Problem description: Please carry the piece on California's workers' comp reforms forward, starting right after its final sentence.

Selected text:
When Joe Mathews wrote his book, The People’s Machine: Arnold Schwarzenegger and the Rise of Blockbuster Democracy (Public Affairs, 2006), he titled his chapter on the workers’ comp reforms of 2004, “Costco and the Carrot People.” The reference was to two of the Big Four of that year – Costco, Grimmway Farms (Carrot People), Safeway, and the Walt Disney Company.
To be sure, there are a host of other large businesses in California, including Marriott and Southern California Edison, whose political and substantive efforts brought about AB 227, SB 228 and SB 899. But the most telling part of this chapter in Mathews’ book is not which names he names but rather documenting what is largely accepted in the workers’ comp universe – that the reforms of 2003-04 were not just brought about by the large self-insureds but rather that these businesses own workers’ comp reform.
It is a bit ironic then that workers’ comp reform success largely is measured by reduction in premium and not savings reaped by self-insureds. It is even more ironic when public officials constantly tout premium reductions generated by the reforms while simultaneously berating “insurance companies” as being the bad actors post-SB 899. After all, it is “insurance companies” that have abused utilization review – just ask the Insurance Commissioner or DWC – even though there have been only a handful of bona fide complaints (fewer than 20 when last an actual number was mentioned) of bad UR practices and, believe it or not, not all of them against insurance companies.
Recently, DWC proposed notice regulations that uniquely will disadvantage insured employers. These notice regulations require 30 days’ advance notice of a change in medical provider network (MPN).
In the case of insurers, that means when a new risk is added to the book of business, there is a 30-day gap in MPN coverage, which, according to DWC, requires the new insurer to notify all employees of the new insured that they have 30 days to see any doctor they want, but that as soon as the MPN is in effect, the insurer may transition care back to the MPN.

Information provided:
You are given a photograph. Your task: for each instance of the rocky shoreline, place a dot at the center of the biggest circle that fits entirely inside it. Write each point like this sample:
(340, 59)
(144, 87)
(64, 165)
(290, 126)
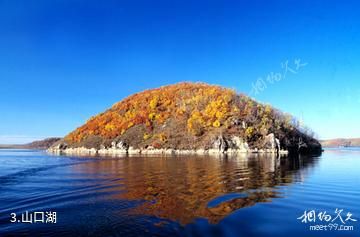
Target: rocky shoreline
(152, 151)
(233, 145)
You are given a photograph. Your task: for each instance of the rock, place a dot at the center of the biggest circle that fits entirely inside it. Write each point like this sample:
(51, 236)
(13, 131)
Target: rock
(271, 142)
(238, 143)
(220, 144)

Task response:
Well, that certainly makes sense, doesn’t it? Of course, a self-insured can decide to change a provider panel (not the MPN) whenever it wants and can coordinate the termination of the old provider panel and the startup of the new panel so that there is no gap in coverage. When an insurance company finds out, as it usually does two or three days before the anniversary date of the policy, that it is indeed going to have this risk going forward, no such coordination can occur. In other words, in a one-year policy of insurance, you get the provider panel of the MPN for only 11 months at best, or even less if DWC delays approving the notice form.
Speaking of form over substance, insurance companies insure hundreds, if not thousands, of businesses. These businesses are in all parts of the state, in most cases.
But a self-insured employer knows from one year to the next where it will conduct business and what its workforce will be. When setting up an MPN, therefore, the self-insured has far less to worry about in access standards and notices. Because of this, self-insureds also can set up their own provider panels, develop performance standards for their providers, and make certain all the various notices required by DWC are delivered to employees with unerring certainty.
Insured employers do not have this luxury. Why? First, because insurers do not know from one year to the next where the risks they are on will be. Thus, by and large they all have to lease provider panels that have statewide accessibility. Second, the success of the MPN depends on the willingness of each insured employer to facilitate delivery of notices to its employees. The insurer has no reasonable way to compel a policyholder to post appropriate notices or make certain employees get proper notices at various times required by DWC regulations. All the insurer can do is watch costs go up as applicant attorneys mine those cases where notice was not properly provided.
There is little talk of insurance companies these days, largely because of the enormous drop in premium over the past several years. Even reform supporters have lost track of reductions in insurance costs. But in the silence there is also risk. To the vast majority of employers, insurance is a commodity. The less it costs, the less that needs to be done to keep its costs down. Self-insureds see a direct correlation between MPN compliance, loss control and return-to-work programs, and their bottom line. Insured employers do not.
Those who own the reforms, and the public officials who curry their favor, have seen a system built up that is primarily suited to their particular needs.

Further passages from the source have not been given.